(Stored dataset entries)
________________________

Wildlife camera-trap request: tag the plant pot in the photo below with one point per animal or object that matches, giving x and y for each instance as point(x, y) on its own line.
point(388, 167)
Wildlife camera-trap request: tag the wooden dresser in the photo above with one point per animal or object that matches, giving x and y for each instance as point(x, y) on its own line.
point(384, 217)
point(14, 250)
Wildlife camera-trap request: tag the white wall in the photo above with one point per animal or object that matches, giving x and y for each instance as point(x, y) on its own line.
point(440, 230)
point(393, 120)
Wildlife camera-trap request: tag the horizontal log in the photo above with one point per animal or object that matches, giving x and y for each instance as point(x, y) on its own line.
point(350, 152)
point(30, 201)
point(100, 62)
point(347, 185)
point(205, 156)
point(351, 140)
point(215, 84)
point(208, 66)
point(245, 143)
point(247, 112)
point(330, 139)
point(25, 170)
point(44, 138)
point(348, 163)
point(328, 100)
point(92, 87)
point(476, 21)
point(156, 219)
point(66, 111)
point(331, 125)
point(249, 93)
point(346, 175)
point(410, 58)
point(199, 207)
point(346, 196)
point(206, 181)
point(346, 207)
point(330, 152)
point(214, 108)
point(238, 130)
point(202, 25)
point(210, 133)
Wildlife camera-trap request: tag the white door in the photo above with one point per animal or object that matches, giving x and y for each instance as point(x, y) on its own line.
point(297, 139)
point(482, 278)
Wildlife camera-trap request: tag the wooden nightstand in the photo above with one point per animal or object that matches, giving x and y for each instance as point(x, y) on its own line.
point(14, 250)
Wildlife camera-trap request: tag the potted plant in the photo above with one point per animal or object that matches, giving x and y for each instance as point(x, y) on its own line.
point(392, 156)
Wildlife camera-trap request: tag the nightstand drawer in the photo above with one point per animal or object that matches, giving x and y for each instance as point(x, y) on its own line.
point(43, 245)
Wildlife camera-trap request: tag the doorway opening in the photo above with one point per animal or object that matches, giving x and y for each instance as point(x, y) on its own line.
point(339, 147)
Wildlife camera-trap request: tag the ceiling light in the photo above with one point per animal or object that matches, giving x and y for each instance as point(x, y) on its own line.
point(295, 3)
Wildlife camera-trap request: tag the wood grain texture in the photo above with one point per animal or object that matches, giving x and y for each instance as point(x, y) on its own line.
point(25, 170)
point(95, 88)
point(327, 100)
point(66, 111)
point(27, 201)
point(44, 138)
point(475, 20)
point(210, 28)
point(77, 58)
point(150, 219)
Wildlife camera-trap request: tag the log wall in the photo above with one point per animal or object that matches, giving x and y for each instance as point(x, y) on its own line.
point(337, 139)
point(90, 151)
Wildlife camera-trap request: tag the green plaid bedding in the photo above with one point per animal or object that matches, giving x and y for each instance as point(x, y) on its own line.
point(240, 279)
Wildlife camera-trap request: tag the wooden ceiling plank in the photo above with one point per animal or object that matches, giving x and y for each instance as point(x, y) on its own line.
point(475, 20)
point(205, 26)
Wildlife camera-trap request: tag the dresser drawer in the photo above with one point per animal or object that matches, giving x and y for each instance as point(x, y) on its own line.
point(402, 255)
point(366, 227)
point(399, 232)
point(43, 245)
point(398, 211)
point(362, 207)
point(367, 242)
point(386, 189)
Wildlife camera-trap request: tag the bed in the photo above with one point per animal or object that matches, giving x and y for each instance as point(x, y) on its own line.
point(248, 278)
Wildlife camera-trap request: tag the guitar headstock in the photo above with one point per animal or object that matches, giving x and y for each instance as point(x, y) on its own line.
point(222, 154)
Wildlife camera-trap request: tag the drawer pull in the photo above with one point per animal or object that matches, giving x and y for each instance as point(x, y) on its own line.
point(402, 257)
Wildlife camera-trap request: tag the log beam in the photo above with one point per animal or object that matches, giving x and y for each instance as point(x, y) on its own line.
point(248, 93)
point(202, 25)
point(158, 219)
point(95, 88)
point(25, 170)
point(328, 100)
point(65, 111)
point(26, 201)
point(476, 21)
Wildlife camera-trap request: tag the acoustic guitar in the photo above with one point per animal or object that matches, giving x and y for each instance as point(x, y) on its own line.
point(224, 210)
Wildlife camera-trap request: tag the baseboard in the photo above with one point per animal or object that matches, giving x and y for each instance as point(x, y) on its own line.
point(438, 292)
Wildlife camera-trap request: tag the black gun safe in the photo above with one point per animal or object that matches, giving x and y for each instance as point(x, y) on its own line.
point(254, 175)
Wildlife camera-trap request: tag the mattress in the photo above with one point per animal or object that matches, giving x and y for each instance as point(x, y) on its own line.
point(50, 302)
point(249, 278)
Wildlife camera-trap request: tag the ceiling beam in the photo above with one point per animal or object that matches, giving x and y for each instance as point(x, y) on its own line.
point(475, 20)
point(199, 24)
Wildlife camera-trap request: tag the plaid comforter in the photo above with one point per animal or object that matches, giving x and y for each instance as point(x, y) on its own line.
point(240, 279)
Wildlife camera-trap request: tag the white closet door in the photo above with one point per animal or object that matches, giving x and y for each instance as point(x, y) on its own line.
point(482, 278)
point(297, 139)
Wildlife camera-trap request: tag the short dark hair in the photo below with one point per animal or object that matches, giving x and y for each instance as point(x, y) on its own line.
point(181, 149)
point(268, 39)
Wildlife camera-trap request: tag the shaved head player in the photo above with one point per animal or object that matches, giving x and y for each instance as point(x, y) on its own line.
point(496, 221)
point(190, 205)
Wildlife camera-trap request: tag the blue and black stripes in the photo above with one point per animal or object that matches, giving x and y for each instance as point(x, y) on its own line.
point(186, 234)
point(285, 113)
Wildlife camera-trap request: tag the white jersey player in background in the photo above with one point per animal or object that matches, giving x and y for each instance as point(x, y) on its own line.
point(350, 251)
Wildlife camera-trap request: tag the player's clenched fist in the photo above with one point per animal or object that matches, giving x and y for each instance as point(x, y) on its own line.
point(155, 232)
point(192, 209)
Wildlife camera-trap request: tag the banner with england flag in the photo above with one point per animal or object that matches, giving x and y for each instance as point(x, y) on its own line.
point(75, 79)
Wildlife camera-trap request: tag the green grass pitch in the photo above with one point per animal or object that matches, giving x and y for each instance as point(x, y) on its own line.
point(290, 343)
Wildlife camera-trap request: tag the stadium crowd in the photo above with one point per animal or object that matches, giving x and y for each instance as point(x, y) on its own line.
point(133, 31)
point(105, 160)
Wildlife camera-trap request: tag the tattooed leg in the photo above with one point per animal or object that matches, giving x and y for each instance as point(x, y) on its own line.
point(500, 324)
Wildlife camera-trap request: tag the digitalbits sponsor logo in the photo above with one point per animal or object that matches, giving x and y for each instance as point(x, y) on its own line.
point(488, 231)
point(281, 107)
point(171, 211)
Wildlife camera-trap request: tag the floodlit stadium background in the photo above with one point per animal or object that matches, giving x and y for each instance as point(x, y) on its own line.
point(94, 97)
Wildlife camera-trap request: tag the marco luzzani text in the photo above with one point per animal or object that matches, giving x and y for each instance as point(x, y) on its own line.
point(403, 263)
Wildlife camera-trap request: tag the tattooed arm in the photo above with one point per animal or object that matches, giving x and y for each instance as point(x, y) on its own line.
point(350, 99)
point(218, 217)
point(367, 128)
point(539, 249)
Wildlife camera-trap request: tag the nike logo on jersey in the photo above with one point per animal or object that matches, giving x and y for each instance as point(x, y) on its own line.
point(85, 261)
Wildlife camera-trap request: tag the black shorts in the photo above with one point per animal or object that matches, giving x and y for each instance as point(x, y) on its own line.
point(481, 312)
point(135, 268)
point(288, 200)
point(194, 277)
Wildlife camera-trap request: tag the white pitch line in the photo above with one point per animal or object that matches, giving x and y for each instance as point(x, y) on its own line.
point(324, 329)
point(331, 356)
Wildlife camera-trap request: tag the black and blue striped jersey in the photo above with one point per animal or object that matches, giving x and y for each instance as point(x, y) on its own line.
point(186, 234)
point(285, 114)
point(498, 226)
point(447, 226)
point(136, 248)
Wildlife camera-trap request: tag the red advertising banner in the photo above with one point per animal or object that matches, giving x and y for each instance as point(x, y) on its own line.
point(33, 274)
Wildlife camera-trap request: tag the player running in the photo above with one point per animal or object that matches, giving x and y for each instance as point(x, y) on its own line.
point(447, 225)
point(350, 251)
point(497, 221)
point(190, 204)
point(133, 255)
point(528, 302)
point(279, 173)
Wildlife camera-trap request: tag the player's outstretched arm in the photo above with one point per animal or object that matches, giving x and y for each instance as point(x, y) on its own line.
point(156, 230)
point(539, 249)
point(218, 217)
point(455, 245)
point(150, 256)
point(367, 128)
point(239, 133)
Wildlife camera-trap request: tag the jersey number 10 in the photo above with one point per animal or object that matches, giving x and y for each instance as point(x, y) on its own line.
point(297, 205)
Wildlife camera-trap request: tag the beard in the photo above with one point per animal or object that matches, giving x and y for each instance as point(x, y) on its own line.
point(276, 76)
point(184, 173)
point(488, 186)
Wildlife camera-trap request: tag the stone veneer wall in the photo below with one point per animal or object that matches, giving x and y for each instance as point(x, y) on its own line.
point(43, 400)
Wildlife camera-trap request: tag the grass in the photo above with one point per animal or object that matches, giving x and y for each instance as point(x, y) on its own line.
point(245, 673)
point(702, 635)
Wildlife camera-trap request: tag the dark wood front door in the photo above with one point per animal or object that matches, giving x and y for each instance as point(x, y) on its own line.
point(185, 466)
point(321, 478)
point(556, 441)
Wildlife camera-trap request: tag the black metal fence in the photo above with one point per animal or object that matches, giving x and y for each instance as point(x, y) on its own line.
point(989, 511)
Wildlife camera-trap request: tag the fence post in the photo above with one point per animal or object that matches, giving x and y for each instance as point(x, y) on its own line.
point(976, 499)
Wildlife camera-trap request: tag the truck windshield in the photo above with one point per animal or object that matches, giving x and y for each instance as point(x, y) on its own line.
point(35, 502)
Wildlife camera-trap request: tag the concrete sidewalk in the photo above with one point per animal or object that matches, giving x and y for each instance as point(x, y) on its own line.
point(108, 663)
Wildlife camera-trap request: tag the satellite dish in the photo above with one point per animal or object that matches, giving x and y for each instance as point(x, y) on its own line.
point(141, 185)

________________________

[EXERCISE DESCRIPTION]
Give the part of the entries that starts at the line containing "Wildlife camera-trap request: tag the acoustic" and ends at the line containing "point(438, 292)", both included, as a JSON list of strings with one string per line. Leave out blank lines.

[CORRECT ANSWER]
[
  "Wildlife camera-trap request: tag the acoustic guitar in the photo above with one point per animal or object that matches, giving x and y for each instance as point(x, y) on its own line.",
  "point(224, 210)",
  "Wildlife camera-trap request: tag the baseboard in the photo above with one point per animal or object that matches, giving x and y for each instance as point(x, y) on its own line.",
  "point(438, 292)"
]